** EXTRACTED DATA follows **
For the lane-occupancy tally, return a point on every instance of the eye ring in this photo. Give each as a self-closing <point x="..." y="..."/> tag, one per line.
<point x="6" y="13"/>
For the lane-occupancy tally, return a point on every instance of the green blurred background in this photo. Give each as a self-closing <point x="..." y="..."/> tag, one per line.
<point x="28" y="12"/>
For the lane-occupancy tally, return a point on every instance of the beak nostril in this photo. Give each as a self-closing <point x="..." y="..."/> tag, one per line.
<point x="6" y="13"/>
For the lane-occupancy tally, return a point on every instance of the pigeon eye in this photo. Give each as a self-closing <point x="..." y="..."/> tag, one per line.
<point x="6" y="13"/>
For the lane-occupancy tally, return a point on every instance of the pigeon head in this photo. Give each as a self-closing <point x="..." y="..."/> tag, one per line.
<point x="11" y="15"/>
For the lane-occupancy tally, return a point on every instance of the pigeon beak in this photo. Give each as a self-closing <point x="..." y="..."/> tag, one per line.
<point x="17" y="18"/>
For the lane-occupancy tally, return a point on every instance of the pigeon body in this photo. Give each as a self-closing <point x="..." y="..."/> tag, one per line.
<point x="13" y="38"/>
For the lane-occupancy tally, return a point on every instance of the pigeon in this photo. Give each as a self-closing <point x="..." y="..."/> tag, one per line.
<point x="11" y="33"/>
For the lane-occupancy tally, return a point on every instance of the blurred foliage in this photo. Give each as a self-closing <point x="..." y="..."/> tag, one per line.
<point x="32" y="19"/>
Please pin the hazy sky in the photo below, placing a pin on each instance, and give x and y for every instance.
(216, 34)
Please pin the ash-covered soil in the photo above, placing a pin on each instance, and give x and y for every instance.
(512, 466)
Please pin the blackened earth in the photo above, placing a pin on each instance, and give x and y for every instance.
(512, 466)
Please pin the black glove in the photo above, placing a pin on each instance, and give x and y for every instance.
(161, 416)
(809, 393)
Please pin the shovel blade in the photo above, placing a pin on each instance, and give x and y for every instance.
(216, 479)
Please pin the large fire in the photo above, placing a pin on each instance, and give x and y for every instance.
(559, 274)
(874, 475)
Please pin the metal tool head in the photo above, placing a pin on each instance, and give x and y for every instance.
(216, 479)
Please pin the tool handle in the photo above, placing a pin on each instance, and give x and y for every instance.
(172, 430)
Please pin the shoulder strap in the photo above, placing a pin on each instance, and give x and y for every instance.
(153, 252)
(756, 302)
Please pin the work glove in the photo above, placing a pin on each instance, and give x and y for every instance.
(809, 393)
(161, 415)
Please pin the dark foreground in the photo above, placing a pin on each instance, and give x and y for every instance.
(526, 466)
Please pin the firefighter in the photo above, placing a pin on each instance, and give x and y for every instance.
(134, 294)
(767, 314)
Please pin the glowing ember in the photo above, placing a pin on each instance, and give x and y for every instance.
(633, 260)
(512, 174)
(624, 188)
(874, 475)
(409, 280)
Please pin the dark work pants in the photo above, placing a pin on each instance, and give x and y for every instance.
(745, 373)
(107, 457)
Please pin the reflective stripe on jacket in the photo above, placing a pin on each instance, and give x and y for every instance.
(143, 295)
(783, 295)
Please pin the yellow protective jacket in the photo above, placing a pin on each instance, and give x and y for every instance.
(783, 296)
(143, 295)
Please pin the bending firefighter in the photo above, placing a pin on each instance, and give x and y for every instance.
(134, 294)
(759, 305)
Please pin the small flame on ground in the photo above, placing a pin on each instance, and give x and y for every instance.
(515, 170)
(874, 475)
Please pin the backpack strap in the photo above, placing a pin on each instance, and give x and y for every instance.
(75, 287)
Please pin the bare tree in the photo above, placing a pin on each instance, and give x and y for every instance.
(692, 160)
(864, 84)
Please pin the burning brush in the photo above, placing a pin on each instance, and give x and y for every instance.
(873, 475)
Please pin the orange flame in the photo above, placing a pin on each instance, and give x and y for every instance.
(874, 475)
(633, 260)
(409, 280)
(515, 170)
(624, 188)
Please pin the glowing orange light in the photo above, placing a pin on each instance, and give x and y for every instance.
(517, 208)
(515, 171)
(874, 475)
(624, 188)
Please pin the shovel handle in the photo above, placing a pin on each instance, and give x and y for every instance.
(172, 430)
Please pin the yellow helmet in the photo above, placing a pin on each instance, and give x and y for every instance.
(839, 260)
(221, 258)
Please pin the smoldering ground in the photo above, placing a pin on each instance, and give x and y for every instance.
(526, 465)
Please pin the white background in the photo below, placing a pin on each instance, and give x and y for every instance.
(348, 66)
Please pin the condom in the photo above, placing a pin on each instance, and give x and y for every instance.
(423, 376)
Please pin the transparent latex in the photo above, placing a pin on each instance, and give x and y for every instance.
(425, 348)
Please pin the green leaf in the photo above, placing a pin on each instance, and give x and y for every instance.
** End of EXTRACTED DATA **
Look above for the line containing "Please pin the transparent". From there to the final line of the entries, repeat every line exactly.

Please pin the transparent latex in the photo above, placing a pin on each instance, and give x and y for every instance.
(425, 348)
Please pin the green leaf in the photo above, placing a pin on each instance, and give x and y for every instance.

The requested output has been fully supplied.